STUDY QUESTIONS:
**1.** Where does the adult Colin work, according to the Boneland article?
**2.** Please copy the Boneland article word for word from "Interleaved with Colin's" to "older Abbevillian culture.".

DOCUMENT EXCERPT:
+ + + +
Boneland
- Cover of 1st edition
- Author: Alan Garner
- Language: English
- Genre: Fantasy
- Publisher: Fourth Estate
- Publication date: 2012
- Publication place: United Kingdom
- Media type: Print (Hardcover & Paperback)
- ISBN: 978-0007463251
- Preceded by: The Moon of Gomrath

= Boneland =

2012 fantasy novel by Alan Garner

Boneland is a 2012 novel by Alan Garner, a sequel to The Weirdstone of Brisingamen and The Moon of Gomrath. The boy Colin from the earlier novels is now an adult, still living near the top of Alderley Edge but now a professor working at the nearby Jodrell Bank Observatory. His solitary home is a kit-built hut ("A Bergli") in a quarry. He has a form of amnesia which means he remembers nothing from before the age of 13, including his twin sister and his childhood adventures. He visits a psychotherapist and the gradual uncovering of his past forms the main story.

Interleaved with Colin's tale is another story set in the same part of England but at a distant time. A lone Stone-Age cave dweller leaves "Ludcruck" (the chasm of Ludchurch) in search of companionship.

Garner says that the focus of his research for the book was "the universal myth of the sleeping hero". He has written his own experience of psychotherapy into the novel. "Go to the pain", he was told by his therapist, "go to where it hurts the most, and say whatever it tells you." An important item towards the end of the book is a Lower Palaeolithic hand axe. Garner keeps such an axe in his study, although his is from the Acheulean culture while the one in the book is from the even older Abbevillian culture.
+ + + +
DATASET RECORDS:
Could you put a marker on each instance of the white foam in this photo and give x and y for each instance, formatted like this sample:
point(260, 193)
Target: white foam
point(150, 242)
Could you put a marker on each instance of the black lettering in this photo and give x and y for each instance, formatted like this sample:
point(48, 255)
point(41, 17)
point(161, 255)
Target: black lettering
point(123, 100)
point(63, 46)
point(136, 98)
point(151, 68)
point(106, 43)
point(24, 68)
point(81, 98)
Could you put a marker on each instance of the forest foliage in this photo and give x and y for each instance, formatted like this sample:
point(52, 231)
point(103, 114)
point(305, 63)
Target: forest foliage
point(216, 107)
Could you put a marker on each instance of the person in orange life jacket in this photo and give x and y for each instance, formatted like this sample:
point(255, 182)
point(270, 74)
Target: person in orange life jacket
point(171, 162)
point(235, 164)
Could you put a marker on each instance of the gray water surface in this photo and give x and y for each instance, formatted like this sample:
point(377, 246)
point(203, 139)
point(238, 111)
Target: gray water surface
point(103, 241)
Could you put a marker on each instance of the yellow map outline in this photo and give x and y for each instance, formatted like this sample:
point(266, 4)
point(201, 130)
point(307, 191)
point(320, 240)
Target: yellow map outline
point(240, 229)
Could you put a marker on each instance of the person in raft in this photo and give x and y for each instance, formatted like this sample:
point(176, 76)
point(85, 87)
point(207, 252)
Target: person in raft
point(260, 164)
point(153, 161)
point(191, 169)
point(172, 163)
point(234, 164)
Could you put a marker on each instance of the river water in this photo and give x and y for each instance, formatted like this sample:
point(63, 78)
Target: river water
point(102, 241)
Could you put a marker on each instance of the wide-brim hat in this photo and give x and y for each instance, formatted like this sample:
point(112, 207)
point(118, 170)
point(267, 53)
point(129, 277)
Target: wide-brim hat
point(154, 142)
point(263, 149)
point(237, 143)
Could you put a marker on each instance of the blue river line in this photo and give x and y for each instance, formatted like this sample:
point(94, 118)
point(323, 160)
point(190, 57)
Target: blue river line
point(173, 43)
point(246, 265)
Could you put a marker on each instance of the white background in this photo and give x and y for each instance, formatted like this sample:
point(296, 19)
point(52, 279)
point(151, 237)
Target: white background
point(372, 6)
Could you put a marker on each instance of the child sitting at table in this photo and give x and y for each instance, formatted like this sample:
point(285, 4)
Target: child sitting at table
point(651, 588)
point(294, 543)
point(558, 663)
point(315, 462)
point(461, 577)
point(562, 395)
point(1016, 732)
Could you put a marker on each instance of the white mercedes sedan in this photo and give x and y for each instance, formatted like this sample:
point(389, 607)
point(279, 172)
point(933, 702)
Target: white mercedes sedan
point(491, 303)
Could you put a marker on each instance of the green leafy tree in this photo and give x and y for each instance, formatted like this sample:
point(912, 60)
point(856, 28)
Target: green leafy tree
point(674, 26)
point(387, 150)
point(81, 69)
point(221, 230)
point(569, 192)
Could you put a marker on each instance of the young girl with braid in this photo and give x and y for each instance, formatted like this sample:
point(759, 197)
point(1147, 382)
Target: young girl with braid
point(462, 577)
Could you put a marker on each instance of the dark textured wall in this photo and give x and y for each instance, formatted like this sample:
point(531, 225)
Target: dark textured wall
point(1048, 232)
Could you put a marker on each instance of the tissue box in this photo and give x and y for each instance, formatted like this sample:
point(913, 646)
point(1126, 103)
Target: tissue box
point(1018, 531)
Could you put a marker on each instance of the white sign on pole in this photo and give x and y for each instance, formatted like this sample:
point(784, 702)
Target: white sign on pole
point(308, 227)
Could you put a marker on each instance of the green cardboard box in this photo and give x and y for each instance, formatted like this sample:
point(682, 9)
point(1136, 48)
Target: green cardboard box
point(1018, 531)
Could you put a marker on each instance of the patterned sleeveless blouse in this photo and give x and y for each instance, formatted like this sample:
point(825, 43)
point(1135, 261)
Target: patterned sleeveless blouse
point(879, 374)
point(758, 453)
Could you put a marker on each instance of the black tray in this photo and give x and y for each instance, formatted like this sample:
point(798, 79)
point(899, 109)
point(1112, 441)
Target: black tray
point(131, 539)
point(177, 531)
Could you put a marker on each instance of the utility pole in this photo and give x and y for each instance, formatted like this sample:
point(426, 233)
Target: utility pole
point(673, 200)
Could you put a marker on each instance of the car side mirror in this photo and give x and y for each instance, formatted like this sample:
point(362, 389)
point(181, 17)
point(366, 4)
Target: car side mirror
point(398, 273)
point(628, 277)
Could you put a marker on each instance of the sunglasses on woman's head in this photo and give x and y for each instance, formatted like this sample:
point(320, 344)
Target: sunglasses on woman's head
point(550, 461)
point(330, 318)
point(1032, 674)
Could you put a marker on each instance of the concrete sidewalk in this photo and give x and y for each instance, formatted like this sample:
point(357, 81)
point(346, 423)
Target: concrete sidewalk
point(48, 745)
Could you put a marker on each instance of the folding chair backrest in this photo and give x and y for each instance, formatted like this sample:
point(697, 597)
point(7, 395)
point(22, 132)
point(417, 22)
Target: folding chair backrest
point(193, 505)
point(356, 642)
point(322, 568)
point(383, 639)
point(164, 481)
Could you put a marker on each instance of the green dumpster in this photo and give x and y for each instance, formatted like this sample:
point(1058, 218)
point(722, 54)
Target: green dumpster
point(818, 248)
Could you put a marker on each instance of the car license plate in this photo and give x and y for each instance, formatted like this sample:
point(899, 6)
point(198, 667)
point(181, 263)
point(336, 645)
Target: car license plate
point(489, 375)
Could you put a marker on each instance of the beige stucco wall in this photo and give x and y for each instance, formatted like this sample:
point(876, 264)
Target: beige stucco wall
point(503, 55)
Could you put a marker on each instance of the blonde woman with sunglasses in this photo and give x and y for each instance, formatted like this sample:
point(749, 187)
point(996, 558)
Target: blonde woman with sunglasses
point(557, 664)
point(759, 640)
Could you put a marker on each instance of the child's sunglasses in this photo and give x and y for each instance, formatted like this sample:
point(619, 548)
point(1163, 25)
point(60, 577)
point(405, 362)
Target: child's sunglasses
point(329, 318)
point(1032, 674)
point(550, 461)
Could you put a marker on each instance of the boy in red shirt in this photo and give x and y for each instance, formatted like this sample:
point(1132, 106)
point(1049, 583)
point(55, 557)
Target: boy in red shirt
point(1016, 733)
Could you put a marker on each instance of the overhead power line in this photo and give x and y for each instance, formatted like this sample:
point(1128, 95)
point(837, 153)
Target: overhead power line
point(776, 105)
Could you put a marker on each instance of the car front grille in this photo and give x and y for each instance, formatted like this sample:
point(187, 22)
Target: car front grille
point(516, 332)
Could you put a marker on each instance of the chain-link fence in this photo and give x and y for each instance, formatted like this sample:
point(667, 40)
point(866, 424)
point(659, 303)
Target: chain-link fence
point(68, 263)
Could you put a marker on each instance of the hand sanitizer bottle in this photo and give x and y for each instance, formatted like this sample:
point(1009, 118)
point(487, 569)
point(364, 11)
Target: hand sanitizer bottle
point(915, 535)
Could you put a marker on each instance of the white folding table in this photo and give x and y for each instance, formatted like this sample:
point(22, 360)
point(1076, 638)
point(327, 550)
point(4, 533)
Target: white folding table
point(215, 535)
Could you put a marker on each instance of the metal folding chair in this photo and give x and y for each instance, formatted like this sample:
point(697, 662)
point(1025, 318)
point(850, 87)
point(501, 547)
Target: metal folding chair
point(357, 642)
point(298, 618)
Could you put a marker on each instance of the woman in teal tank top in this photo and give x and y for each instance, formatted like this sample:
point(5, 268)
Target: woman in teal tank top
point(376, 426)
+ + + +
RESULTS IN ORDER:
**1.** He is a professor at the Jodrell Bank Observatory.

**2.**
Interleaved with Colin's tale is another story set in the same part of England but at a distant time. A lone Stone-Age cave dweller leaves "Ludcruck" (the chasm of Ludchurch) in search of companionship.

Garner says that the focus of his research for the book was "the universal myth of the sleeping hero". He has written his own experience of psychotherapy into the novel. "Go to the pain", he was told by his therapist, "go to where it hurts the most, and say whatever it tells you." An important item towards the end of the book is a Lower Palaeolithic hand axe. Garner keeps such an axe in his study, although his is from the Acheulean culture while the one in the book is from the even older Abbevillian culture.